◆ **Selected passage**
_ _ _ _

One of my favourite aspects of this series is seeing a main protagonist who is a healer, rather than a more typical warrior in training. Yet Chakraborty also includes limitations to Nahri’s powers, she cannot fix everything or everyone with her abilities, which is always something I feel is important. Magic should never be a way to solve every problem and a protagonist cannot always be successful in everything they do. Nahri makes mistakes, or lacks the knowledge, but at every turn she tries her damn hardest. Chakraborty then portrays Dara as our morally grey character, however he cannot be wholly blamed for the violence and deeds he inflicts, and no matter what he did I could not help but feel sorry for him. As Chakraborty herself says, and this is something I agree with, Dara is very much a “pawn” to higher beings, a slave to their will, and at times he truly believes by destroying the corruption in Daevabad he is helping to rebuild a better world for his people, even if that means causing the deaths of many. I thoroughly appreciated watching the psychology behind that kind of character play out.
I also enjoyed seeing the dynamics within the Qahtani family, as there is much bitterness held between them all. We see tension between Alizayd and his brother Mutandhir build throughout, and although Mutandhir frustrated me a lot throughout this book for many reasons, I did a swift u-turn on my opinion by the end. Zaynab, however, shines within this novel. She becomes the peacemaker, an ally and somewhat friend to Nahri, and in the end she puts her own life at risk to help the people of Daevabad. I would very much love to see more from her character. Another character I wish to see more of is Queen Hatset, Alizayd’s and Zaynab’s mother, who I was pleased to discover actually cared for her children, rather than wanted to control or manipulate them as some of the other parents desired to.

_ _ _ _

◆ **Given information**
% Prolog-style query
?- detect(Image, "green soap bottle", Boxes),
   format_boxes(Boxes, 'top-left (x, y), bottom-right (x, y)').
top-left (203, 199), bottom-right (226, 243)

_ _ _ _

◆ **Action item**
List every character from the series whom the book review names, leaving out the author. Answer from the review alone.

◆ **Output for this task**
Nahri, Dara, Alizayd, Mutandhir, Zaynab, Queen Hatset